===== DATASET EXCERPTS

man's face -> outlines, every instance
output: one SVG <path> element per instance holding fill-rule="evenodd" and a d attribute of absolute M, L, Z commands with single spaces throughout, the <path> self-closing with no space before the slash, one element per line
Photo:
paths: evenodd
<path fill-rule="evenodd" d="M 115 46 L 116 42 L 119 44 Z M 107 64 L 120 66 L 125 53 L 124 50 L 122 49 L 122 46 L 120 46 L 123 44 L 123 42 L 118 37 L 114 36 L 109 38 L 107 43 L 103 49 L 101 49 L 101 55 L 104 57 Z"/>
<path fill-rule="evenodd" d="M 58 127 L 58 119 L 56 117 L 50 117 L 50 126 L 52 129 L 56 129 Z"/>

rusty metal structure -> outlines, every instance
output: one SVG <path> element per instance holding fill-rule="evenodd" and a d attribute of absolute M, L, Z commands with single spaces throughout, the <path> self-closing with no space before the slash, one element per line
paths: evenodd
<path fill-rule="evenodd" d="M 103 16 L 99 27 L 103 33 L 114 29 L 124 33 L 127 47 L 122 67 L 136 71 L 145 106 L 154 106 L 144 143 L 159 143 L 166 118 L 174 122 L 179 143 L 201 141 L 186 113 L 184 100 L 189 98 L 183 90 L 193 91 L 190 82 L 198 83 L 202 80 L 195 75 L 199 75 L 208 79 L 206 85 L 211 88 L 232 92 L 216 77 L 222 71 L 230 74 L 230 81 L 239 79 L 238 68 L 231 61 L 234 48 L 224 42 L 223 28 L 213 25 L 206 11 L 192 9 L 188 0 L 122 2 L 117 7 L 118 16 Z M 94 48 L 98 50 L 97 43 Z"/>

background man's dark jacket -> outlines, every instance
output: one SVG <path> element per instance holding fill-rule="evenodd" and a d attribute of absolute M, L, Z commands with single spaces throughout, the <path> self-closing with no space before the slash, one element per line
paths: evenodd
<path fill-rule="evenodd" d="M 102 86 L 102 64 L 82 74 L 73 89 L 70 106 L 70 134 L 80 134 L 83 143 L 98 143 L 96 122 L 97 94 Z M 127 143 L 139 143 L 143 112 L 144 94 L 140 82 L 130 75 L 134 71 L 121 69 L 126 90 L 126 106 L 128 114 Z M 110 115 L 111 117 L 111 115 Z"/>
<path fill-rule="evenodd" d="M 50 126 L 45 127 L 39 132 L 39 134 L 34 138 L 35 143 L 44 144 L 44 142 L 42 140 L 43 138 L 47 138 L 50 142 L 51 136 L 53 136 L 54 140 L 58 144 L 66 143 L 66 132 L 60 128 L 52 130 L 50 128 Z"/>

==========

Revise the items above, changing each "every instance" to "all instances" and leaving everything else as it is.

man's face -> outlines, all instances
output: one SVG <path> element per instance holding fill-rule="evenodd" and a d attribute of absolute M, L, Z commands with single spaces throughout, the <path> self-closing with no space before the slash, one element per line
Photo:
paths: evenodd
<path fill-rule="evenodd" d="M 115 46 L 116 42 L 119 44 Z M 107 64 L 120 66 L 125 53 L 124 50 L 122 49 L 122 46 L 120 46 L 123 44 L 123 42 L 118 37 L 114 36 L 109 38 L 107 43 L 103 49 L 101 49 L 101 55 L 104 57 Z"/>
<path fill-rule="evenodd" d="M 58 127 L 58 119 L 56 117 L 50 117 L 50 126 L 52 129 L 56 129 Z"/>

rusty metal structure -> outlines, all instances
output: one SVG <path> element per instance holding fill-rule="evenodd" and a d attribute of absolute M, L, Z commands with single spaces throughout, the <path> self-closing with no space before the slash, one element per line
paths: evenodd
<path fill-rule="evenodd" d="M 103 16 L 99 27 L 103 33 L 114 29 L 124 33 L 127 47 L 122 67 L 136 71 L 145 106 L 154 106 L 144 143 L 159 143 L 166 118 L 174 122 L 179 143 L 201 141 L 186 113 L 184 100 L 189 98 L 183 90 L 193 91 L 190 82 L 198 83 L 202 80 L 195 75 L 199 75 L 208 79 L 206 85 L 211 88 L 232 92 L 216 77 L 222 71 L 230 74 L 230 81 L 239 79 L 238 68 L 231 61 L 234 48 L 224 42 L 223 28 L 213 25 L 206 11 L 192 9 L 188 0 L 122 2 L 117 7 L 118 16 Z M 94 48 L 98 50 L 97 43 Z"/>

background man's dark jacket -> outlines, all instances
output: one SVG <path> element per instance holding fill-rule="evenodd" and a d attribute of absolute M, L, Z commands with single spaces throughout, the <path> self-closing with no space before the slash, one element per line
paths: evenodd
<path fill-rule="evenodd" d="M 102 86 L 102 64 L 82 74 L 73 89 L 70 106 L 70 134 L 80 134 L 83 143 L 98 143 L 96 122 L 97 94 Z M 127 143 L 139 143 L 143 112 L 144 94 L 140 82 L 130 75 L 134 71 L 121 69 L 126 90 L 126 106 L 128 114 Z M 110 115 L 111 117 L 111 115 Z"/>
<path fill-rule="evenodd" d="M 50 126 L 45 127 L 39 132 L 39 134 L 34 138 L 35 143 L 44 144 L 44 142 L 42 140 L 43 138 L 47 138 L 50 142 L 51 136 L 53 136 L 54 140 L 58 144 L 66 143 L 66 132 L 60 128 L 52 130 L 50 128 Z"/>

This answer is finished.